● Task goal:
In the lines below, swap "Circle" for "Outline" and give everything from the line containing "Circle the teal green poncho." down to the last line, with no other changes.

● Supplied data:
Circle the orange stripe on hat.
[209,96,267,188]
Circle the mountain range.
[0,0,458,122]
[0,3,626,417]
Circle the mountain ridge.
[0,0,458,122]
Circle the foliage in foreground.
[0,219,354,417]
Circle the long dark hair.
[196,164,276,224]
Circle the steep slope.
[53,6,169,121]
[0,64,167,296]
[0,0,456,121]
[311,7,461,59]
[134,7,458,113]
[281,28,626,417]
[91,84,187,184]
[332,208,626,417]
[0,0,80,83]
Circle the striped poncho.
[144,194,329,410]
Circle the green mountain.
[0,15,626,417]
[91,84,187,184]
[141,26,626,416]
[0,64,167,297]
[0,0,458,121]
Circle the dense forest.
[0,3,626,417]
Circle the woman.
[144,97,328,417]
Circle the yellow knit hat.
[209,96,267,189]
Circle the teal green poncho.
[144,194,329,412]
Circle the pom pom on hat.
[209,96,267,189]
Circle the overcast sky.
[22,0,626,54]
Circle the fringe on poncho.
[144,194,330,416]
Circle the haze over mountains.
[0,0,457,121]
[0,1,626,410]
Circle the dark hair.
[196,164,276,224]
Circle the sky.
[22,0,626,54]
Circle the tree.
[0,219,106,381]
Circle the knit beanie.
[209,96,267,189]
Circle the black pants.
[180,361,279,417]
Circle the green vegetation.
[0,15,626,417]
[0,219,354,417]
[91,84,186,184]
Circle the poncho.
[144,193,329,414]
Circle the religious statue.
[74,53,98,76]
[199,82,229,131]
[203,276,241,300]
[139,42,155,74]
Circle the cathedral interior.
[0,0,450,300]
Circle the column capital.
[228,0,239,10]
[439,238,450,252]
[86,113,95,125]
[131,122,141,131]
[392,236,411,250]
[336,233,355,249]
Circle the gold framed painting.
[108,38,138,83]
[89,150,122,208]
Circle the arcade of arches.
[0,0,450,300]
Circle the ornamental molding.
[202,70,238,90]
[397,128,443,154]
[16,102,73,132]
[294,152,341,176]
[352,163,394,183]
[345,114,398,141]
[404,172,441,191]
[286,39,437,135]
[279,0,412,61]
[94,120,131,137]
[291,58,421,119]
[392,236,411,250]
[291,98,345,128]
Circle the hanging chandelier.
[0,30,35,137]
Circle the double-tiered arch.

● Task response:
Outline the teal green poncho.
[144,194,329,412]
Outline the pom pom on hat.
[209,96,267,189]
Outline the overcast sky.
[22,0,626,54]
Outline the fringe on poncho.
[144,194,330,416]
Outline the haze over mountains.
[0,0,457,121]
[0,1,626,410]
Outline the dark hair.
[196,164,276,224]
Outline the sky.
[22,0,626,54]
Outline the tree.
[0,219,106,381]
Outline the knit beanie.
[209,96,267,189]
Outline the black pants.
[180,361,279,417]
Outline the green vegetation.
[0,15,626,417]
[0,219,354,417]
[91,84,186,184]
Outline the poncho.
[144,193,329,414]
Outline the religious statue.
[74,53,98,76]
[199,82,229,131]
[203,276,241,300]
[139,42,155,74]
Outline the cathedral interior.
[0,0,450,300]
Outline the column capital.
[228,0,239,10]
[439,238,450,252]
[86,113,95,125]
[131,122,141,131]
[392,236,411,250]
[336,233,355,249]
Outline the gold framed painting.
[108,38,138,83]
[89,150,122,208]
Outline the arcade of arches.
[0,0,450,300]
Outline the ornamental molding.
[202,70,238,90]
[397,128,443,154]
[16,102,73,132]
[294,152,341,176]
[352,163,394,183]
[345,114,398,141]
[404,172,441,191]
[286,39,437,135]
[279,0,412,61]
[94,120,131,137]
[291,58,421,119]
[392,236,411,250]
[291,98,345,128]
Outline the hanging chandelier.
[0,30,35,137]
Outline the double-tiered arch.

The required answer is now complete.